** Document section **
Budget walking map & highlights

Europe has plenty of budget walking options because, from hiking huts to well-mapped, long-trod trails, there’s plenty of infrastructure. There are national parks, and there’s lots of competitively priced accommodation available. Alternatively, you could look to Morocco, where the Atlas Mountains combine all the drama of high peaks with sleeping sound in cosy gites. And looking further afield, perhaps peruse Peru, too – the Inca Trail can be less pricy than you think- even for a once-in-a-lifetime trip. Keep costs down by eating and staying local, and swap car hire for the bus – these are places with good public transport links.
Lace up those hiking boots. You can walk across the Atlas Mountains on a shoestring.

1. Croatia

It’s possible to walk in multiple national parks and across several islands on one vacation in Croatia. Inexpensive ferries take walkers to clutches of Adriatic islands off the coast, and small group tours can take you between the parks via a van transfer. The country’s national parks comprise deep, dark woods and bright water; the Plitvice Lakes National Park is especially beautiful.

** Record set **
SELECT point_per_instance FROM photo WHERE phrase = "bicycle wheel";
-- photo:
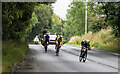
(46, 49)
(80, 57)
(85, 57)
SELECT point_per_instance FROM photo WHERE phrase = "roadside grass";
(12, 52)
(103, 39)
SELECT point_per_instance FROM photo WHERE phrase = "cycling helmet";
(87, 41)
(61, 36)
(57, 35)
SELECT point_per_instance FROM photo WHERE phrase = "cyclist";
(56, 41)
(44, 31)
(46, 38)
(59, 42)
(86, 44)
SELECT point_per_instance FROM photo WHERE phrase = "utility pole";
(86, 17)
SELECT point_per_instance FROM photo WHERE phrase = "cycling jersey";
(85, 44)
(56, 37)
(47, 38)
(60, 40)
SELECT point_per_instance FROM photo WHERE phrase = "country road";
(67, 61)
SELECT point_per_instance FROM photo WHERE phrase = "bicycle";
(83, 55)
(45, 46)
(57, 50)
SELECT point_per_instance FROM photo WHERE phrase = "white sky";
(60, 8)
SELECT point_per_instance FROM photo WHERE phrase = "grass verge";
(12, 52)
(103, 39)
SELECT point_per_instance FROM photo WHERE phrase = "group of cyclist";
(59, 41)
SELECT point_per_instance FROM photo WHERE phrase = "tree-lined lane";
(39, 61)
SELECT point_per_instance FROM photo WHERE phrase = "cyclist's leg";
(81, 50)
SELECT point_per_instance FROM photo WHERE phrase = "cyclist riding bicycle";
(46, 38)
(56, 41)
(59, 43)
(60, 40)
(86, 44)
(44, 31)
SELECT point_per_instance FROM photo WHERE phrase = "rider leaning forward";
(86, 44)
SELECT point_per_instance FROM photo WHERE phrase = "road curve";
(67, 61)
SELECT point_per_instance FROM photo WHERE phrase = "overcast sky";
(60, 8)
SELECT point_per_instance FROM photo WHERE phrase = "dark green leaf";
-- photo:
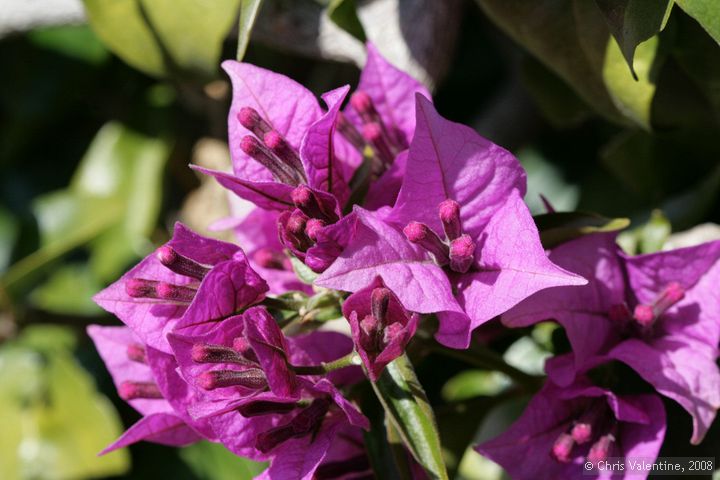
(567, 36)
(53, 418)
(633, 93)
(634, 21)
(344, 14)
(161, 36)
(112, 205)
(559, 227)
(407, 407)
(302, 271)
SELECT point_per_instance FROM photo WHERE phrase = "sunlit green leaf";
(303, 272)
(474, 383)
(249, 10)
(706, 12)
(162, 37)
(567, 36)
(408, 409)
(212, 461)
(559, 227)
(69, 290)
(634, 21)
(633, 97)
(8, 234)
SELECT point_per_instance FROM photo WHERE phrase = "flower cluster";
(402, 216)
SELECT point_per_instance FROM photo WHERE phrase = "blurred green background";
(104, 103)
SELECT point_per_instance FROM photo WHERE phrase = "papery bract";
(676, 351)
(145, 299)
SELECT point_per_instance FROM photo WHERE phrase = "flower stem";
(348, 360)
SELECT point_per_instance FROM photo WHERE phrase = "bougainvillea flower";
(562, 428)
(470, 190)
(193, 276)
(380, 325)
(140, 375)
(289, 155)
(658, 313)
(258, 398)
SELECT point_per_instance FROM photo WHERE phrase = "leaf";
(344, 14)
(559, 227)
(54, 419)
(458, 422)
(212, 461)
(162, 37)
(407, 407)
(633, 93)
(474, 383)
(249, 10)
(8, 235)
(652, 235)
(69, 291)
(192, 31)
(706, 13)
(121, 26)
(568, 36)
(634, 21)
(74, 41)
(556, 99)
(303, 272)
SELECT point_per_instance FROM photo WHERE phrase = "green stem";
(342, 362)
(489, 360)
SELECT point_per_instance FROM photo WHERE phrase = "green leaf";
(407, 407)
(249, 10)
(652, 235)
(111, 205)
(212, 461)
(69, 291)
(55, 422)
(458, 423)
(707, 14)
(344, 14)
(546, 179)
(632, 96)
(634, 21)
(303, 272)
(160, 37)
(559, 227)
(192, 31)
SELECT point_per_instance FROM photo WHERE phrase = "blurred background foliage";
(613, 107)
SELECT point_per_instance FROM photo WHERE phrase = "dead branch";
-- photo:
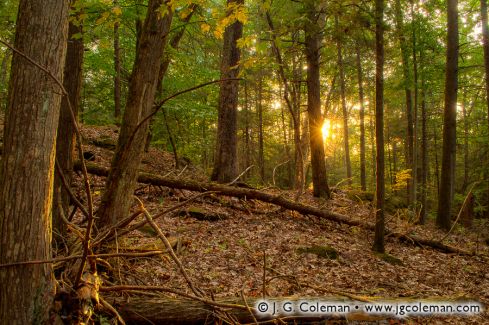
(168, 247)
(279, 200)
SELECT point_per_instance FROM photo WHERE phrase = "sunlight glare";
(326, 128)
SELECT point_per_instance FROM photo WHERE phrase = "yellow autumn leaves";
(234, 12)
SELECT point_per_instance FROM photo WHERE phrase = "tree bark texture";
(363, 173)
(65, 139)
(485, 44)
(117, 197)
(312, 47)
(379, 127)
(225, 159)
(117, 68)
(409, 96)
(280, 200)
(27, 165)
(449, 120)
(292, 106)
(346, 140)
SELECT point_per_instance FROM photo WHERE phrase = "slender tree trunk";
(372, 140)
(259, 107)
(394, 160)
(449, 120)
(424, 149)
(379, 126)
(287, 148)
(389, 157)
(27, 164)
(437, 164)
(225, 160)
(121, 182)
(170, 137)
(485, 44)
(3, 79)
(344, 108)
(409, 97)
(65, 139)
(247, 133)
(174, 42)
(363, 174)
(117, 67)
(312, 41)
(466, 143)
(414, 153)
(292, 106)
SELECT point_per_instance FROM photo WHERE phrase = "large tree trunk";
(450, 120)
(121, 182)
(225, 160)
(346, 139)
(259, 108)
(293, 107)
(414, 172)
(277, 199)
(363, 173)
(485, 43)
(65, 139)
(379, 126)
(409, 97)
(174, 42)
(117, 68)
(312, 44)
(27, 165)
(424, 149)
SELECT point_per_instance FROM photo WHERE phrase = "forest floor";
(226, 256)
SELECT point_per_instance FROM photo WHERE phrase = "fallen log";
(245, 193)
(147, 310)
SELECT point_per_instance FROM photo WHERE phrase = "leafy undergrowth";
(225, 256)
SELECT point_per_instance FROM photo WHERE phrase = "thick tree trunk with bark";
(312, 46)
(379, 126)
(27, 165)
(117, 68)
(174, 42)
(121, 182)
(346, 140)
(292, 106)
(424, 152)
(65, 140)
(485, 44)
(280, 200)
(363, 173)
(449, 120)
(409, 96)
(225, 159)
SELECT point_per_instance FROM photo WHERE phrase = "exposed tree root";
(279, 200)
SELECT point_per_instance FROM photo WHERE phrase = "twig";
(74, 257)
(168, 247)
(264, 293)
(275, 168)
(159, 215)
(112, 310)
(459, 212)
(181, 172)
(248, 306)
(239, 176)
(162, 102)
(176, 292)
(86, 242)
(68, 189)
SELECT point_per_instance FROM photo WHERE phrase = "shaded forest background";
(386, 102)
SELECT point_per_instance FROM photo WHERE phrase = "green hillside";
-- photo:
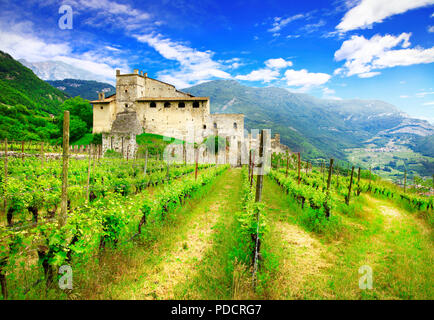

** What the task requires **
Write out everything in the budget walking text from "Budget walking map" down to "on a shoestring.", copying it word for word. Work from the budget walking text alone, not from the records.

** Expected output **
Budget walking map & highlights

Europe has plenty of budget walking options because, from hiking huts to well-mapped, long-trod trails, there’s plenty of infrastructure. There are national parks, and there’s lots of competitively priced accommodation available. Alternatively, you could look to Morocco, where the Atlas Mountains combine all the drama of high peaks with sleeping sound in cosy gites. And looking further afield, perhaps peruse Peru, too – the Inca Trail can be less pricy than you think- even for a once-in-a-lifetime trip. Keep costs down by eating and staying local, and swap car hire for the bus – these are places with good public transport links.
Lace up those hiking boots. You can walk across the Atlas Mountains on a shoestring.